--- Reading passage ---
********

To be quite honest, I expected an event such as this to be free of charge just as my beloved Ljubljana’s Museum Night is, but at least the workshops for kids did not require ticket purchase.

Each of the museums has its own “that little extra” to offer, but personally, I was most taken by the work of Philippe Jacq in the Luxembourg Casino (yes, the casino in question does double as an art gallery on a full-time basis). Jacq’s installation was part of the “Best of Robert Schuman”exhibition representing the nominees for the most prestigious award of the “Grande Région” that has been given by the cities of Luxembourg, Trier, Metz and Saarbrücken since 1991.

The feelings inspired by the mixture of grossness of stuffed chickens straight (or not) from Psycho, a fine sense of humour and an evident knack for making connections between pop culture and political affairs cannot really be translated into words very easily. But I can offer a few random shots to begin with.

Here’s to many happy returns for the Museum Night in Luxembourg! This town oozes awareness of the importance of art and culture. Even after passing the title of the European Capital of Culture on to Liverpool, Stavanger and Sandnes. Incidentally, something tells me I’ll be visiting Vilnius in 2009! Right, Monika and Indre? 🙂

Veiner Nëssmoort (Vianden Nut Festival)


A rather international group (what else, this *is* Luxembourg! represented: England, France, Finland, Lithuania, Malta and Slovenia) of new friends decided to join in on the local fun in Veianen (Luxembourgish for the town otherwise known as Vianden), which incidentally celebrates its 700 years of existance in 2008. Coming from Slovenia (no, not Slovakia) myself, allow me to appreciate the beauty of a language spoken by no more than some 300,000 people.

above: Eldoradio’s nutcracking contest

My first thought upon arrival was that these things are the same anywhere you go. Adriaan, this is the Lux version of Bohinj’s cow ball minus the cows and plus the nuts. And nuts there were! I did expect to see walnut liquer (nothing beats the walnut brandy made by the Amazons and good old Franc, though!) and saw countless supplies of “Nëssdrëpp” and the sweeter “Nësslikör”, even the apparently recent yet popular addition of the white “Nëss-Crème-Likör”. Just as expected were walnut cookies and cakes (Nësskouch), but I would not have thought of “Nësspâté”, “Nëssbrutt”, “Nësstoort”, “Nësseeken” or  “Nëss-Raclette”. Feel free to guess what these are. Should be easy enough. Of and the walnut wine tasted and smelled deliciously interesting even if not very wine-like.

Apparently, the stronger liquer  of 30% alcohol content is perfect for use with sparkling wine. A  nëss royal, so to speak? A bottle is waiting in the cupboard to put the recommendation to a test.

Vianden is a picturesque village where every other house seems to be either a guesthouse or a restaurant. With the possible exception of the castle, which dominates the area. Once upon a time, one of these houses hosted Victor Hugo as well.

The castle, which was completely restored in 1977 is well worth a visit.

What is it that all these OctoberFest type festivals around Europe have in common? Fun-loving Europeans!

********

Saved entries
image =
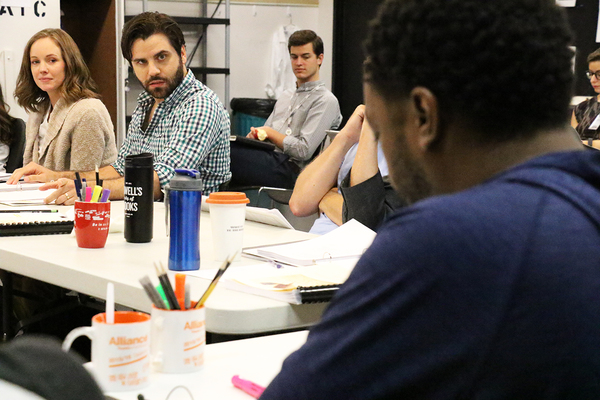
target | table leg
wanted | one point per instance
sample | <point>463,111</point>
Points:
<point>7,292</point>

********

--- Problem description ---
Copy out the passage about Luxembourg word for word, from "Apparently, the stronger" up to and including "Hugo as well.".

--- Task solution ---
Apparently, the stronger liquer  of 30% alcohol content is perfect for use with sparkling wine. A  nëss royal, so to speak? A bottle is waiting in the cupboard to put the recommendation to a test.

Vianden is a picturesque village where every other house seems to be either a guesthouse or a restaurant. With the possible exception of the castle, which dominates the area. Once upon a time, one of these houses hosted Victor Hugo as well.